**What is being asked**
Extract every line of the rows below that contains the string "plate", matching case exactly.

**Data for this exercise**
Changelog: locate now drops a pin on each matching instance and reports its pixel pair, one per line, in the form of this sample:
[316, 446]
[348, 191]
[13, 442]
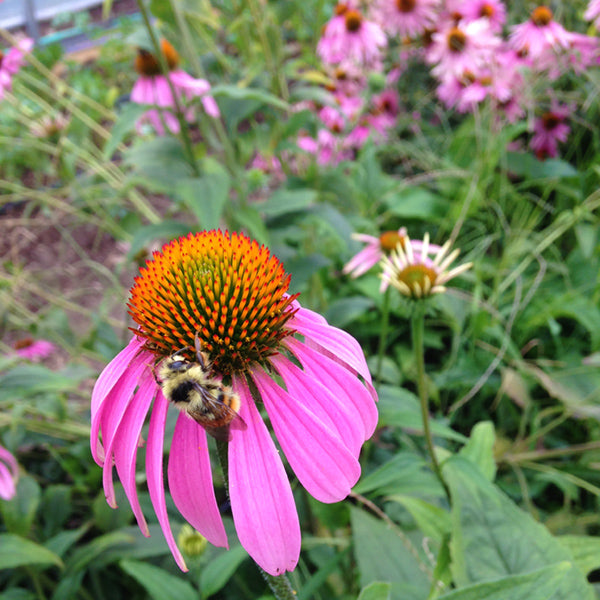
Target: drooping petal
[105, 382]
[191, 483]
[127, 443]
[320, 460]
[335, 413]
[111, 413]
[154, 473]
[262, 503]
[344, 386]
[339, 345]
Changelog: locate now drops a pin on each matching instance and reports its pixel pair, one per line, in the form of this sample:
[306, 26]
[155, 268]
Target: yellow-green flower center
[224, 287]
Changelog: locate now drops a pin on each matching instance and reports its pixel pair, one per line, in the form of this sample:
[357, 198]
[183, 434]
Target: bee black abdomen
[182, 391]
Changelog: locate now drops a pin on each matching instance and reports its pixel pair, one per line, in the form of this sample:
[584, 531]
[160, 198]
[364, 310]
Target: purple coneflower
[231, 294]
[152, 87]
[549, 130]
[414, 274]
[9, 472]
[351, 38]
[405, 18]
[11, 62]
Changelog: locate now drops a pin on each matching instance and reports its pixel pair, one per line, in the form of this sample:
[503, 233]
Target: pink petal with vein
[125, 449]
[191, 483]
[154, 473]
[344, 386]
[320, 460]
[334, 412]
[105, 382]
[111, 413]
[262, 503]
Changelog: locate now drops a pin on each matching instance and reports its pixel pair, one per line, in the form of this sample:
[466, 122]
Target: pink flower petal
[320, 460]
[191, 483]
[262, 503]
[127, 443]
[154, 473]
[339, 345]
[344, 386]
[111, 413]
[336, 413]
[101, 394]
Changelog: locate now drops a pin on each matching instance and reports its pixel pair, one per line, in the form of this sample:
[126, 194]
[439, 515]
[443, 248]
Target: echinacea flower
[33, 350]
[9, 472]
[417, 276]
[231, 295]
[153, 87]
[351, 38]
[11, 62]
[377, 248]
[405, 18]
[549, 130]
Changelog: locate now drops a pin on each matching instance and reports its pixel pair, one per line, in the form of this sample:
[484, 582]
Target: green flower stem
[185, 137]
[383, 331]
[418, 331]
[280, 585]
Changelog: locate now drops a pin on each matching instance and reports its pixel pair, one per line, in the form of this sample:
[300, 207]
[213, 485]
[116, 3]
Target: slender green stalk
[183, 130]
[383, 331]
[418, 332]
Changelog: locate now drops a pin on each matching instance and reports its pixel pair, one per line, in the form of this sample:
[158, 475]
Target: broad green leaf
[405, 473]
[493, 538]
[160, 584]
[205, 196]
[401, 408]
[16, 551]
[585, 551]
[284, 201]
[480, 448]
[537, 585]
[216, 573]
[432, 520]
[383, 554]
[19, 512]
[378, 590]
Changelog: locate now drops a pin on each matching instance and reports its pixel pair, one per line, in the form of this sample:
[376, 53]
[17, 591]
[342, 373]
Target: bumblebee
[195, 391]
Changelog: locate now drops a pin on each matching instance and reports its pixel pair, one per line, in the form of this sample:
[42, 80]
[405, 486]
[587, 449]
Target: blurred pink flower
[34, 350]
[152, 87]
[405, 18]
[549, 130]
[11, 62]
[350, 38]
[233, 294]
[9, 472]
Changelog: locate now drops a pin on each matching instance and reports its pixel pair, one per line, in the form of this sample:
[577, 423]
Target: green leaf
[378, 590]
[16, 551]
[124, 124]
[216, 573]
[537, 585]
[432, 520]
[238, 93]
[160, 584]
[206, 195]
[383, 554]
[493, 538]
[480, 448]
[401, 408]
[284, 201]
[585, 551]
[416, 203]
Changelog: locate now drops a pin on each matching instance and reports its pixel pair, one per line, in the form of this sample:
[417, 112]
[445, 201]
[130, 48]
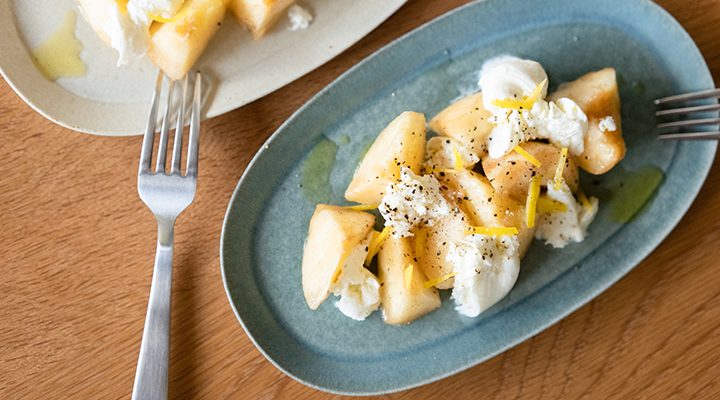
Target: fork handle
[151, 377]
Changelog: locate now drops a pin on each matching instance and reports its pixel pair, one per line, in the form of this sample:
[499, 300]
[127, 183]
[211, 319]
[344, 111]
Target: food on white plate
[400, 144]
[597, 94]
[175, 33]
[258, 15]
[452, 222]
[335, 249]
[403, 294]
[176, 45]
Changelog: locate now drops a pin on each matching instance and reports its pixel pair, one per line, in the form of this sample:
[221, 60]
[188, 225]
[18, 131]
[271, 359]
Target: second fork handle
[151, 377]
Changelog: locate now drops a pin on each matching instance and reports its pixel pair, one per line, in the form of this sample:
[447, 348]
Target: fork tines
[688, 110]
[178, 114]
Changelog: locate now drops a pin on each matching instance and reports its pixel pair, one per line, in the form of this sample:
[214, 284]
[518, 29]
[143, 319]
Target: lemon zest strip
[560, 168]
[439, 280]
[531, 202]
[459, 164]
[529, 157]
[492, 231]
[362, 207]
[548, 206]
[376, 243]
[408, 281]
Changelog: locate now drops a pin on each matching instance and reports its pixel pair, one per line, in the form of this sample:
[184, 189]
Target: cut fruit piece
[175, 46]
[447, 153]
[403, 295]
[400, 144]
[333, 233]
[485, 206]
[597, 94]
[511, 173]
[432, 258]
[258, 15]
[466, 121]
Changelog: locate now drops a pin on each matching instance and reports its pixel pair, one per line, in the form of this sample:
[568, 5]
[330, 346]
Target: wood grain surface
[77, 247]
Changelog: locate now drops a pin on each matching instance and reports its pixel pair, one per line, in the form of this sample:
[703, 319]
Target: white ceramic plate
[111, 100]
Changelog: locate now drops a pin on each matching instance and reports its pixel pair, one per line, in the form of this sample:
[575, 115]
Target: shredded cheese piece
[122, 6]
[338, 269]
[561, 166]
[583, 199]
[459, 165]
[362, 207]
[531, 202]
[408, 278]
[547, 206]
[529, 157]
[375, 244]
[526, 102]
[439, 280]
[492, 231]
[161, 19]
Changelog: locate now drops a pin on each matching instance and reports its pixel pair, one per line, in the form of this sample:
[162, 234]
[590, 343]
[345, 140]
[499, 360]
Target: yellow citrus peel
[459, 164]
[375, 243]
[529, 157]
[492, 231]
[548, 206]
[531, 202]
[439, 280]
[526, 102]
[560, 168]
[408, 281]
[362, 207]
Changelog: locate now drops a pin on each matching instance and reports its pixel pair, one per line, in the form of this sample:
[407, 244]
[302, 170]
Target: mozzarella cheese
[504, 79]
[299, 17]
[412, 201]
[559, 228]
[485, 268]
[358, 288]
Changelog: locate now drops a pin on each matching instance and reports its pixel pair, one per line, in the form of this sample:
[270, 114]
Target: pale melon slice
[403, 294]
[597, 94]
[400, 144]
[176, 45]
[258, 15]
[333, 233]
[487, 207]
[511, 173]
[467, 121]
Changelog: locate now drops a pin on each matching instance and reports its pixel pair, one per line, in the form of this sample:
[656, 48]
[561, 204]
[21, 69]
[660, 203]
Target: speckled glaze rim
[703, 162]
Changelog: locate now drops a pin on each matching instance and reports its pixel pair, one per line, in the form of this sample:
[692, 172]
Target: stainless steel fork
[689, 110]
[166, 194]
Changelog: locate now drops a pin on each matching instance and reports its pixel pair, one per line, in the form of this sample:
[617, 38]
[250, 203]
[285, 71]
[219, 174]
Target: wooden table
[77, 247]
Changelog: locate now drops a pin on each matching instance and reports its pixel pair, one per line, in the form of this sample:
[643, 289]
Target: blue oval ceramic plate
[312, 157]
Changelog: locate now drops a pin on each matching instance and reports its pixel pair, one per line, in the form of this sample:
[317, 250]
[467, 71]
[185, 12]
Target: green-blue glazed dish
[266, 221]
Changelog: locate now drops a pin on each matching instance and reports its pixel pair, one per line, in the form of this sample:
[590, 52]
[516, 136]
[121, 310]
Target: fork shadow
[186, 318]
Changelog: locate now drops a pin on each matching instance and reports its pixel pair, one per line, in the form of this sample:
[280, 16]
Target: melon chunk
[466, 121]
[403, 295]
[400, 144]
[258, 15]
[487, 207]
[434, 244]
[511, 173]
[597, 94]
[333, 234]
[176, 45]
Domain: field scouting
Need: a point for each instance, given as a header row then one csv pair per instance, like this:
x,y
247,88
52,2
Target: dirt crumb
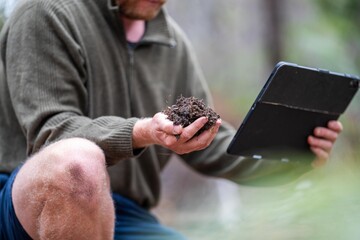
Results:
x,y
188,109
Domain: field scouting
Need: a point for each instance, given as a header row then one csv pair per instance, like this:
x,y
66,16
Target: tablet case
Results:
x,y
294,100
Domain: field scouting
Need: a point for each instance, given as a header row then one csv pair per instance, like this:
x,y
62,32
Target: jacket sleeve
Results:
x,y
214,160
46,76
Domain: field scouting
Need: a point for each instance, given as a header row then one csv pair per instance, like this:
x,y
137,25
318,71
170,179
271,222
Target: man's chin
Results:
x,y
142,16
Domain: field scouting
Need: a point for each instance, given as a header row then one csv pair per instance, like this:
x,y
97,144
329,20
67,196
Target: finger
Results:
x,y
207,136
321,157
335,126
167,126
316,142
189,131
326,133
199,142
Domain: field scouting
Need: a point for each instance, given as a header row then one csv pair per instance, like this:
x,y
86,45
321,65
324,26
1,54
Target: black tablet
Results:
x,y
294,100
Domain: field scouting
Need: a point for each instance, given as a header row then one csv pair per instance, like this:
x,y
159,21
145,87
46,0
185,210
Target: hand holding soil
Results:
x,y
187,110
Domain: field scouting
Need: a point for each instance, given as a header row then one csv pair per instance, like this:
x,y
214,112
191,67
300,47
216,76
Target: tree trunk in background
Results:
x,y
273,30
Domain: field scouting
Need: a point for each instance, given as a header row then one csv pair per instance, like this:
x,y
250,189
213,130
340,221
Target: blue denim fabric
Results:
x,y
10,227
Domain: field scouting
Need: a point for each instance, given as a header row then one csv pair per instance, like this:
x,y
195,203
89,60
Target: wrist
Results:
x,y
141,136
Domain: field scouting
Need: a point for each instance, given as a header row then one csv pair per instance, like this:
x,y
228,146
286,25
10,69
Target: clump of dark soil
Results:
x,y
187,110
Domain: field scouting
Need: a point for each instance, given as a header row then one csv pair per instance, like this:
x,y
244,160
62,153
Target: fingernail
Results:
x,y
177,130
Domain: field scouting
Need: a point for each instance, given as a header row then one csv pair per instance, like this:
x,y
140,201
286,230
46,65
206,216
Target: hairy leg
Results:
x,y
63,192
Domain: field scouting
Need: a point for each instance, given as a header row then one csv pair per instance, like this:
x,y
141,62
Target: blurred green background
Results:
x,y
238,43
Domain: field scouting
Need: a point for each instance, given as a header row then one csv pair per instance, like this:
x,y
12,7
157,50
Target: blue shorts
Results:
x,y
132,221
10,227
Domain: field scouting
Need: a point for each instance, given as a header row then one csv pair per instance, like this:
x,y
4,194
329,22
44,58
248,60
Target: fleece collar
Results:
x,y
157,29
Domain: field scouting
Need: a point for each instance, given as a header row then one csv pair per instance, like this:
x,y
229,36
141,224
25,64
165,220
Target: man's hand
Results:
x,y
161,131
323,140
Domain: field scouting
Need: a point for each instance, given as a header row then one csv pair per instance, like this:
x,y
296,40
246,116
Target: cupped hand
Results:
x,y
161,131
322,141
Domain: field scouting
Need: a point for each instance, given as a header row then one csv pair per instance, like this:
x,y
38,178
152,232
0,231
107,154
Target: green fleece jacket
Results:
x,y
67,71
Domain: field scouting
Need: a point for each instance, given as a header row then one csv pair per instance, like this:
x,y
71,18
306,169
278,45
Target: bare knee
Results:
x,y
70,172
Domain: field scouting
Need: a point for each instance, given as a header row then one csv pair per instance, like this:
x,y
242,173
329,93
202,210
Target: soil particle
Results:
x,y
187,110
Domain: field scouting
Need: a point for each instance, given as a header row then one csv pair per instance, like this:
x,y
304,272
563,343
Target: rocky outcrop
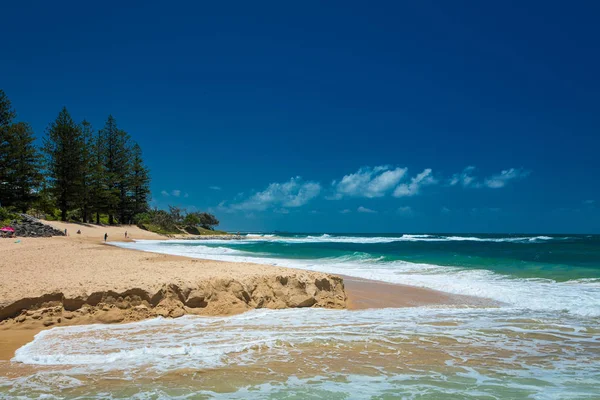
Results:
x,y
215,296
29,226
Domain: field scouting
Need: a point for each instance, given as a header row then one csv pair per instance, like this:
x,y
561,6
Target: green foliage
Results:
x,y
20,174
64,162
7,216
82,175
7,114
19,160
140,182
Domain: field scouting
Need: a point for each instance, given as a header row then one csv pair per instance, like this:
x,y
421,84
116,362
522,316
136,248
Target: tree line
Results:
x,y
78,173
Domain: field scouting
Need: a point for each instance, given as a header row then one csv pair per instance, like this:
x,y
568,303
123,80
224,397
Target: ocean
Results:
x,y
542,342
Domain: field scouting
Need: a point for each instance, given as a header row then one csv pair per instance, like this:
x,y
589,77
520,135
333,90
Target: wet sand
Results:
x,y
81,264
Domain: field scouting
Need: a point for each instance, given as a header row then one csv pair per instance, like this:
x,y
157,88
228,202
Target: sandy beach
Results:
x,y
79,279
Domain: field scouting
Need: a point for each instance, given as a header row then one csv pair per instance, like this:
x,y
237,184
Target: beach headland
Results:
x,y
78,279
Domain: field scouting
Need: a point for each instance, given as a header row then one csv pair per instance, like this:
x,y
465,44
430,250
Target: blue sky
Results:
x,y
333,116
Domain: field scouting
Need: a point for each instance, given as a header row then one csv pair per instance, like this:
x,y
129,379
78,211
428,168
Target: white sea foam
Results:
x,y
326,238
580,297
515,342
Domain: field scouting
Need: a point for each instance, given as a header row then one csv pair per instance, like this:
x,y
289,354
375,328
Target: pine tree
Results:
x,y
63,148
116,162
98,178
7,114
19,169
140,181
87,163
20,177
24,176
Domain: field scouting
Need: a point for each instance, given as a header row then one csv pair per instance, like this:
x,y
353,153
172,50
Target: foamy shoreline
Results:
x,y
77,279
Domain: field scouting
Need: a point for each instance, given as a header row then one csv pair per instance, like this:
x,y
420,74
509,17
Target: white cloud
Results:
x,y
405,211
294,193
365,210
425,178
465,178
504,177
368,182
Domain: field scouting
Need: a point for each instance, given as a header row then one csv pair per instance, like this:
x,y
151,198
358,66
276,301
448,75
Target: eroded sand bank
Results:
x,y
78,279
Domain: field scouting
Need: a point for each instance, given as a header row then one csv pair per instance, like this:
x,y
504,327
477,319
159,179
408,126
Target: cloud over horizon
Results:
x,y
368,182
425,178
467,179
290,194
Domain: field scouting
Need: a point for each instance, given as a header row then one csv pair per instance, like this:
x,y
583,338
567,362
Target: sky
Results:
x,y
423,116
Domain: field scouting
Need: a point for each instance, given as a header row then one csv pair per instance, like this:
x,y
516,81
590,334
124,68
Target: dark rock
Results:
x,y
29,226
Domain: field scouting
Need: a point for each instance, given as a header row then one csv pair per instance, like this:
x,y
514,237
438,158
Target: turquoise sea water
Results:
x,y
543,342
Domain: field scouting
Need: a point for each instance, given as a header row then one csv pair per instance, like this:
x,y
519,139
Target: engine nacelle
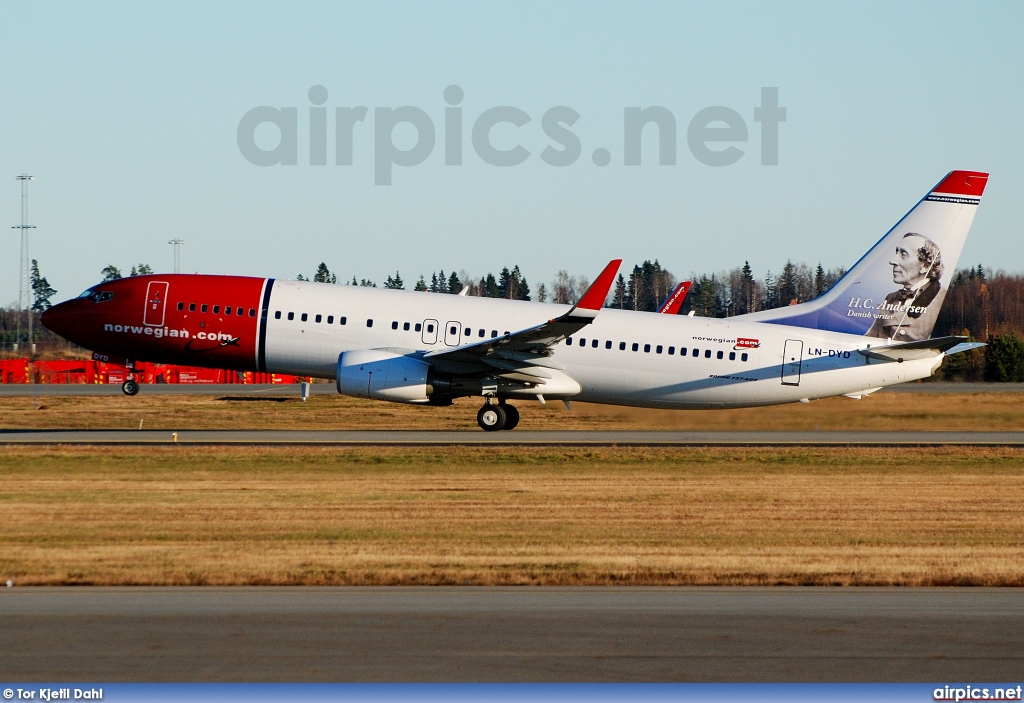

**Written solution**
Target: food on white plate
Target: white ceramic plate
Target: blue oval ceramic plate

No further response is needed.